-------- Selected text --------

March 22, 2011


by Simon Lelic
334 pages, Mantle

Review by Marc Nash

I'd heard really good things about Lelic's debut "Rupture". I was looking to buy it by the time his follow up came out and since for various reasons I couldn't get hold of the debut, I plumped for this one to keep me going. Big mistake. I don't know if it is a case of the difficult follow up novel, or the press of deadlines, but this book just did nothing for me.

The Facility can't seem to decide what it wants to be. If it's a dystopian near future Britain, yet there are only 86 people who are inconvenienced. If it's a thriller, there's an awful lot of stopping off to buy sandwiches for lunch and having a drink down the pub. If it's a political novel, it's caught between the 2000's threat of terrorism and a throwback to the AIDS epidemic of the 1980's. Either in its conception it just hasn't been thought through imaginatively enough, or as I suggested it was all just too rushed. The only thing that gainsays this latter hypothesis is that the writing is lean and limber throughout. Normally if a novel is undercooked, certain passages do stand out as underwritten and that is not the case here, so I tip my hat to Lelic's ability unfailingly to write a solid sentence. There is one section towards the end, where one of the characters exhibits paranoia, believing themselves to be followed, that evidences Lelic's descriptive powers. But these flourishes are few and far between.

--------

## Your instructions
Rewrite the review starting at "Review by Marc" and ending at "nothing for me.", putting "settled on" in place of "plumped for".

-------- Entries shown --------

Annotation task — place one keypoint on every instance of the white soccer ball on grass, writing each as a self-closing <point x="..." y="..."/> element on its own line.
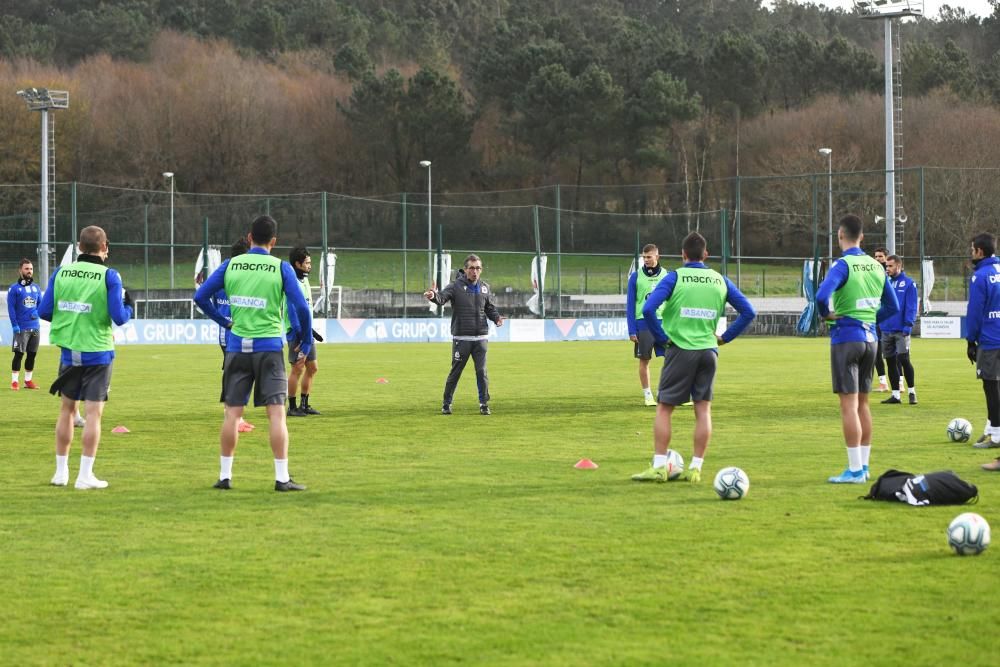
<point x="731" y="483"/>
<point x="959" y="430"/>
<point x="969" y="534"/>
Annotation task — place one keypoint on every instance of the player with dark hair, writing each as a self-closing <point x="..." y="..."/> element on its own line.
<point x="82" y="301"/>
<point x="895" y="332"/>
<point x="22" y="307"/>
<point x="302" y="263"/>
<point x="471" y="306"/>
<point x="694" y="298"/>
<point x="640" y="284"/>
<point x="259" y="285"/>
<point x="239" y="247"/>
<point x="881" y="256"/>
<point x="982" y="323"/>
<point x="861" y="296"/>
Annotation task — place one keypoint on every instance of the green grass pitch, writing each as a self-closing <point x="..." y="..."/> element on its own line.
<point x="431" y="540"/>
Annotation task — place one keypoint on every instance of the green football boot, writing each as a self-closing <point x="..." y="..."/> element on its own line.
<point x="651" y="474"/>
<point x="691" y="475"/>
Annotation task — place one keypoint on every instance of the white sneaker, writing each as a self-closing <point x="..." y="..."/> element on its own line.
<point x="91" y="483"/>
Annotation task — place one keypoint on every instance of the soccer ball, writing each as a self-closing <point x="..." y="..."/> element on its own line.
<point x="969" y="534"/>
<point x="675" y="464"/>
<point x="959" y="430"/>
<point x="731" y="483"/>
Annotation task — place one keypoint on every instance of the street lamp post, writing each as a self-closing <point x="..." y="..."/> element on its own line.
<point x="170" y="175"/>
<point x="426" y="164"/>
<point x="44" y="100"/>
<point x="828" y="152"/>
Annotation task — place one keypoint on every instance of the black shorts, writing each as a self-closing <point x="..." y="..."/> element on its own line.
<point x="687" y="375"/>
<point x="895" y="343"/>
<point x="988" y="364"/>
<point x="293" y="355"/>
<point x="26" y="341"/>
<point x="851" y="366"/>
<point x="644" y="346"/>
<point x="85" y="383"/>
<point x="263" y="371"/>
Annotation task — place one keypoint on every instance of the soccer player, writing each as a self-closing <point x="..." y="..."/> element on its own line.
<point x="640" y="284"/>
<point x="982" y="322"/>
<point x="302" y="263"/>
<point x="239" y="247"/>
<point x="881" y="255"/>
<point x="82" y="301"/>
<point x="258" y="286"/>
<point x="861" y="296"/>
<point x="896" y="331"/>
<point x="471" y="306"/>
<point x="695" y="298"/>
<point x="22" y="307"/>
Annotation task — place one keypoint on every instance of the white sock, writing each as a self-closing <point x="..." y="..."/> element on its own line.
<point x="866" y="454"/>
<point x="854" y="459"/>
<point x="281" y="470"/>
<point x="86" y="467"/>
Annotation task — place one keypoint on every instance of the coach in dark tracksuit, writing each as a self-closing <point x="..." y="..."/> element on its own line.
<point x="471" y="306"/>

--------

## Response to this exercise
Review by Marc Nash

I'd heard really good things about Lelic's debut "Rupture". I was looking to buy it by the time his follow up came out and since for various reasons I couldn't get hold of the debut, I settled on this one to keep me going. Big mistake. I don't know if it is a case of the difficult follow up novel, or the press of deadlines, but this book just did nothing for me.